§ The data

▼

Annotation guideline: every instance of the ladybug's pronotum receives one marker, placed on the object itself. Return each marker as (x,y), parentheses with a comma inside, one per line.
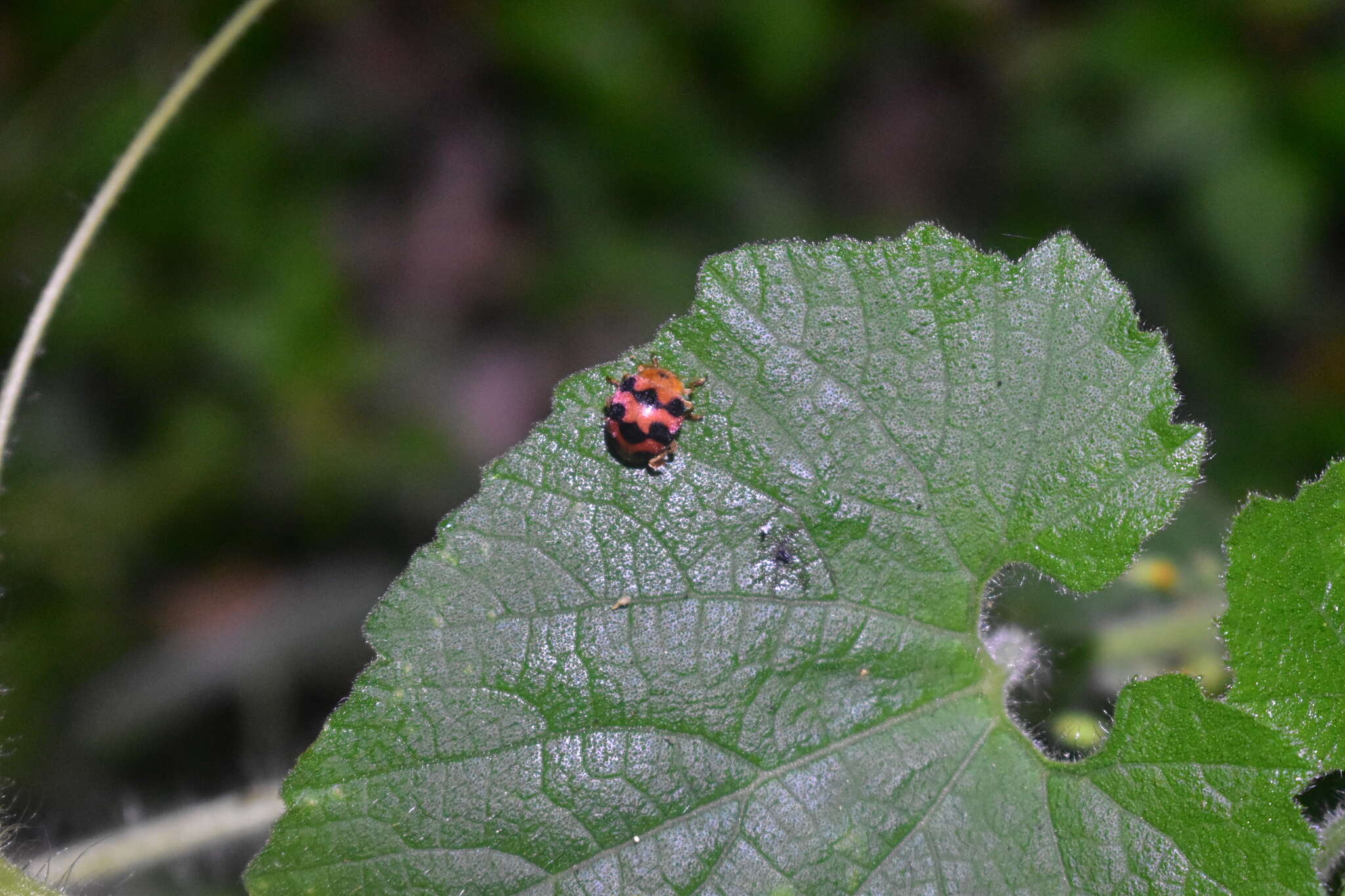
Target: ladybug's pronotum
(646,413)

▲
▼

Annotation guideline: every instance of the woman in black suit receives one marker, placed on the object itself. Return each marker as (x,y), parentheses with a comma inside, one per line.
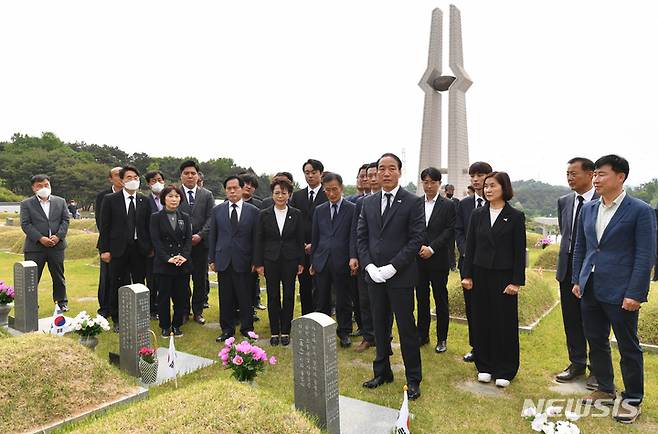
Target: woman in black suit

▲
▼

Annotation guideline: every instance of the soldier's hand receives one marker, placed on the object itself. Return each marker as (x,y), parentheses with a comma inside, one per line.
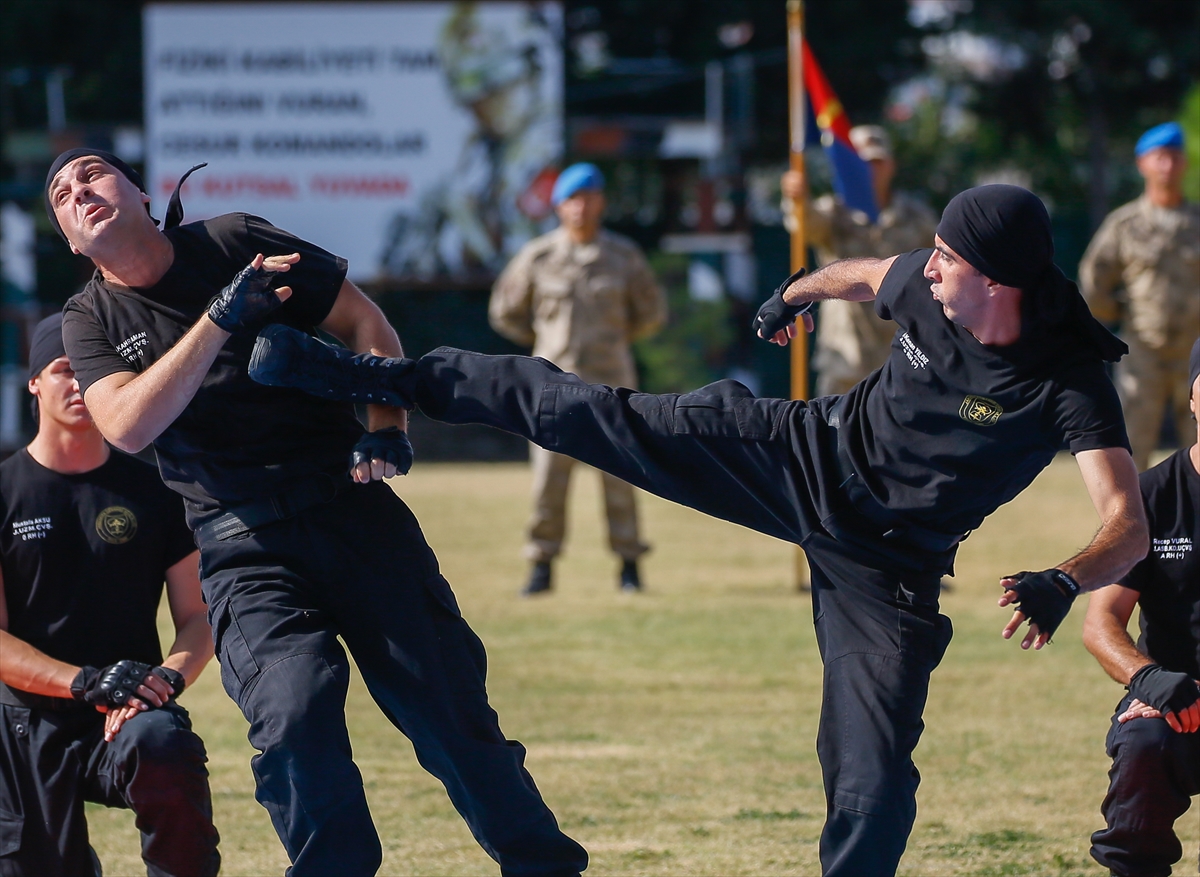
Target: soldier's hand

▲

§ Given exercise
Reproduce the rows between the line holding "Annotation guideline: every instance of the soldier's" and the line holding "Target: soldier's hand", inclusive, substituting "soldier's helmet" for "soldier's hand" and keeping everything else the same. Leave the pictures out of your answer.

§ Exercise result
Annotation guideline: every instance of the soldier's helmet receives one marker, placed on the object itself. Return each marker as (x,y), parentheses with a comma inside, one per line.
Target: soldier's helmet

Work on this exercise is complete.